| Action item |
In the data that follows, each entry is to be restated exactly.

| Source material |

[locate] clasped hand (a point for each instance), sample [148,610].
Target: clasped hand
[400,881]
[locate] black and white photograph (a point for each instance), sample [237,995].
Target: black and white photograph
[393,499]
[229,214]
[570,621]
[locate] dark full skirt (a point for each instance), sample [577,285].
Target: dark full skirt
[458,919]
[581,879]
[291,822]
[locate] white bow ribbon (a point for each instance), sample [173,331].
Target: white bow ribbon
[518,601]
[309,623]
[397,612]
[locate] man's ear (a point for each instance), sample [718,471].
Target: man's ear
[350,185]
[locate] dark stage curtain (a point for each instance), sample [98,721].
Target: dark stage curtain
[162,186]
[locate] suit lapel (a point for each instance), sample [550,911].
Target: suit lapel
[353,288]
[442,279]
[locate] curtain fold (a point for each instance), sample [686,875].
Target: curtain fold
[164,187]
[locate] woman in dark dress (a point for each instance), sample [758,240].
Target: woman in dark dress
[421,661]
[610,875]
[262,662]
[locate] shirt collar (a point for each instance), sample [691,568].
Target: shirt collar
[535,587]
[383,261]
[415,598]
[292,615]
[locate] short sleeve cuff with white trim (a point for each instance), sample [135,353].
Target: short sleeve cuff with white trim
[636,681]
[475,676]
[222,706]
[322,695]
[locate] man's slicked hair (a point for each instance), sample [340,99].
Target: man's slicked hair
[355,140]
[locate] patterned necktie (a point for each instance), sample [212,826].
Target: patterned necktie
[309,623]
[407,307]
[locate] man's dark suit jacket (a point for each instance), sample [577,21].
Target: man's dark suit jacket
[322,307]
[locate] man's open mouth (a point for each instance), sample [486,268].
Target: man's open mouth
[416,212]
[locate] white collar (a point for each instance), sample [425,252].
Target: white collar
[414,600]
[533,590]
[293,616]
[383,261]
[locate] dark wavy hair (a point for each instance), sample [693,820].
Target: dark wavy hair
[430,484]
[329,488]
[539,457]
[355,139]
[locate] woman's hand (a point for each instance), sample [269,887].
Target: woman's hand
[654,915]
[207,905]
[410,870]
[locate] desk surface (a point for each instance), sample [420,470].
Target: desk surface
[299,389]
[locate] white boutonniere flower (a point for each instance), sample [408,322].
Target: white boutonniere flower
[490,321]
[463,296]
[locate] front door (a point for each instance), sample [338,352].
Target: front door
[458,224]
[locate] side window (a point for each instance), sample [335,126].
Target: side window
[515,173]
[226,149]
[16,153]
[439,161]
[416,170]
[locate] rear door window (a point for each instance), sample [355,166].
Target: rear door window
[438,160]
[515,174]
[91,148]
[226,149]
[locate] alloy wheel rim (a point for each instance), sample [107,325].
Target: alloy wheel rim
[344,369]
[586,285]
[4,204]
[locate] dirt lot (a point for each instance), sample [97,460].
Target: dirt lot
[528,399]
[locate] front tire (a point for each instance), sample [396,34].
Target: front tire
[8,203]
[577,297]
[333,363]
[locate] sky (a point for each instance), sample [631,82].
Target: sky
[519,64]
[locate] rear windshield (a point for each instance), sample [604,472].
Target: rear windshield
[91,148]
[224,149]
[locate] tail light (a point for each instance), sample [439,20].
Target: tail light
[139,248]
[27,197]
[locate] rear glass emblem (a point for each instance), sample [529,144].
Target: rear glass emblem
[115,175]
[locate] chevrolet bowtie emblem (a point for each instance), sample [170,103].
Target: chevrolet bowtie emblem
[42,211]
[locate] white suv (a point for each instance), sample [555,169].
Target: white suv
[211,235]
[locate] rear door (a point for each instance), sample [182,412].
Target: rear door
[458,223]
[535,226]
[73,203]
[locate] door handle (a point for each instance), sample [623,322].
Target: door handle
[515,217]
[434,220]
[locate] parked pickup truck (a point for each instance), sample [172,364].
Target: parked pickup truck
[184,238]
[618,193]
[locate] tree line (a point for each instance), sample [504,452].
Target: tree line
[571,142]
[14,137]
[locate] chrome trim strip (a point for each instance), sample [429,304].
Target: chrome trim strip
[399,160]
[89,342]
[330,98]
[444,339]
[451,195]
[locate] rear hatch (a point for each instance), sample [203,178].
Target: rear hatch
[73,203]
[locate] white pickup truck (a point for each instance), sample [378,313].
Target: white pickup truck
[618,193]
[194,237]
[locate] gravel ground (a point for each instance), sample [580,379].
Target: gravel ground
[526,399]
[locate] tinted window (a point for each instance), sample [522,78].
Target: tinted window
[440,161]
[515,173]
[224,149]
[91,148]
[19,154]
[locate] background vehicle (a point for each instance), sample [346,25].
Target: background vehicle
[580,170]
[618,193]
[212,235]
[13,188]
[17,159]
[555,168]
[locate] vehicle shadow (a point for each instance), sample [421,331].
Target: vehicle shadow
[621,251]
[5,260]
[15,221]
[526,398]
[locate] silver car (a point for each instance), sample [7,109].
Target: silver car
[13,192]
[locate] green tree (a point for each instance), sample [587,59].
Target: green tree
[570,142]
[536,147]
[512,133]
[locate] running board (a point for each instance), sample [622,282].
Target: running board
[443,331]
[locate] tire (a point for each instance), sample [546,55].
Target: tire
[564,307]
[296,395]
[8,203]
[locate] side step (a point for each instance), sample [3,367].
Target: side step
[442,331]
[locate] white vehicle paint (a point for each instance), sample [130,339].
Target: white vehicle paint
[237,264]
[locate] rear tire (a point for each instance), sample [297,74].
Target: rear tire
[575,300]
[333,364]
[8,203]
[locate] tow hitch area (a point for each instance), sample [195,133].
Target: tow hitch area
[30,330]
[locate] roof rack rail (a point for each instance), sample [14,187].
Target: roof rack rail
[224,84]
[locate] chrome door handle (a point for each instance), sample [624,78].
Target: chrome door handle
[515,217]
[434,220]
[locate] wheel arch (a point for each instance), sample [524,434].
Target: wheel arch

| Your solution |
[locate] clasped hand (a point for each instance), sample [148,610].
Target: clasped hand
[400,881]
[locate] black and white photograph (a point for each instance), sample [237,995].
Target: black and white photograph
[393,499]
[229,214]
[570,621]
[locate] dark full skirt (a point for each instance), sample [577,285].
Target: dark full skirt
[458,919]
[581,879]
[291,822]
[locate] white bow ribbon (a point for each instance), sample [173,331].
Target: white bow ribbon
[518,601]
[309,623]
[397,612]
[locate] man's ear (a point for each instance), sample [718,471].
Target: man's ear
[350,185]
[locate] dark stage curtain (a point for each instance), sample [98,721].
Target: dark stage curtain
[162,186]
[locate] suit lapel (a point for each instance), sample [550,911].
Target: suit lapel
[353,288]
[442,279]
[locate] curtain fold (a point for each instance), sample [686,875].
Target: curtain fold
[164,187]
[locate] woman in dark dress (a point for each instance), sample [758,240].
Target: woman in dark dress
[421,661]
[610,875]
[262,662]
[locate] shirt collar (a point for each instance), sample [691,568].
Target: shirt collar
[535,587]
[383,261]
[415,598]
[292,615]
[locate] short sleeve cuff with white trim (a point for each instance), sample [135,353].
Target: short sleeve cuff with white trim
[636,681]
[475,676]
[222,706]
[322,695]
[locate] man's slicked hair (a point for each instance), sample [340,99].
Target: man's slicked hair
[355,140]
[locate] patterned necktie (a point for each instance), sample [212,826].
Target: patterned necktie
[309,623]
[407,307]
[locate] man's dark suit jacket (a point for each instance), sample [577,21].
Target: man's dark suit jacket
[322,307]
[locate] man's open mouth (a point for each instance), sample [486,268].
Target: man's open mouth
[416,212]
[locate] white collar (a point for each instance), sample [425,252].
Target: white collar
[414,600]
[533,590]
[293,616]
[383,261]
[locate] dark wavy hair (a point for each instance), sample [693,820].
Target: dark wavy hair
[430,484]
[329,488]
[539,457]
[355,139]
[locate] woman's hand (a point for each instance), sample [269,887].
Target: woman's hand
[654,915]
[207,905]
[410,870]
[locate] desk surface (a point for each instance), sample [420,470].
Target: desk surface
[299,389]
[locate] white boutonniere flower (a point for each instance), sample [408,322].
Target: white boutonniere flower
[490,321]
[463,296]
[locate] front door (a point for each instance), sample [338,352].
Target: front door
[458,224]
[locate] side window (a point for each instance), sample [335,126].
Target: side window
[515,173]
[226,149]
[16,153]
[439,161]
[416,170]
[locate] rear door window (a point for each instance), sample [355,166].
Target: rear door window
[438,160]
[515,174]
[91,148]
[226,149]
[locate] alloy wheel rim (a point for each instance), sample [107,325].
Target: alloy wheel rim
[344,369]
[586,285]
[4,204]
[locate] dirt lot (a point for each instance), sample [97,460].
Target: dirt lot
[528,399]
[locate] front tire (a point for each instance), sample [396,34].
Target: front tire
[8,203]
[577,297]
[333,363]
[locate] sky (a point for each instance), sample [631,82].
Target: sky
[519,64]
[locate] rear windshield (a point for each instance), sample [604,472].
Target: rear windshield
[91,148]
[224,149]
[locate] tail light (a point for each instance), sample [439,20].
Target: tail light
[139,248]
[27,197]
[locate] rear glass emblem (a point for each instance), sample [529,144].
Target: rear glass emblem
[115,175]
[locate] chevrolet bowtie emblem (a point for each instance), sample [170,103].
Target: chevrolet bowtie emblem
[42,211]
[locate] white suv (a point for each instance), sample [555,169].
Target: white suv
[211,235]
[locate] rear door (a point for each instance), sample [182,412].
Target: rear door
[458,223]
[535,226]
[73,203]
[locate] door handle (a point for each instance), sample [623,322].
Target: door handle
[515,217]
[434,220]
[locate] parked pickup truck (a point for each instance), sample [172,364].
Target: parked pickup truck
[184,238]
[618,193]
[locate] tree line (a point for each instance), sample [504,452].
Target: tree line
[571,142]
[14,137]
[locate] chrome trim strip (a point for each instance), sample [429,304].
Target: chrome trim strip
[399,160]
[89,342]
[330,98]
[444,339]
[451,195]
[locate] rear hatch (a point for each instance), sample [203,178].
Target: rear hatch
[73,203]
[locate] white pickup truck (a point for each instance), sample [378,313].
Target: white pickup truck
[618,193]
[194,237]
[locate] gravel ground (a point for each instance), sample [580,379].
Target: gravel ground
[526,399]
[locate] tinted window (a point for each instance), sample [522,78].
Target: tinted window
[440,161]
[515,173]
[224,149]
[91,148]
[19,154]
[locate] background vehicle (a point for each instance), sample [346,25].
Target: background vehicle
[580,170]
[618,193]
[212,235]
[13,188]
[17,159]
[555,168]
[locate] vehicle shadow (a point for each instance), sample [421,331].
Target: vehicle shadow
[621,251]
[5,260]
[15,221]
[526,398]
[locate] silver car (a point for each instance), sample [7,109].
Target: silver car
[13,192]
[locate] green tree (a point for each instance), sample [587,59].
Target: green tree
[570,142]
[536,147]
[512,133]
[locate] running board (a point for each instance), sample [622,282].
Target: running board
[443,331]
[locate] tire (a point for each instance), sample [546,55].
Target: tire
[564,307]
[296,395]
[8,203]
[locate] side step (a point for each instance), sample [3,367].
Target: side step
[442,331]
[locate] white vehicle paint (a point for each instance), sample [130,339].
Target: white vehicle paint
[237,264]
[locate] rear tire (a point for each instance), sample [297,74].
Target: rear tire
[575,300]
[333,364]
[8,203]
[locate] tow hitch area (a point for each instance), sample [195,133].
Target: tow hitch area
[30,330]
[locate] roof rack rail (a point for each instance), sample [14,187].
Target: roof rack rail
[224,84]
[locate] chrome door handle (a point for each instance), sample [624,78].
Target: chrome door handle
[515,217]
[434,220]
[locate] wheel arch (a point for each instance), sample [524,434].
Target: wheel arch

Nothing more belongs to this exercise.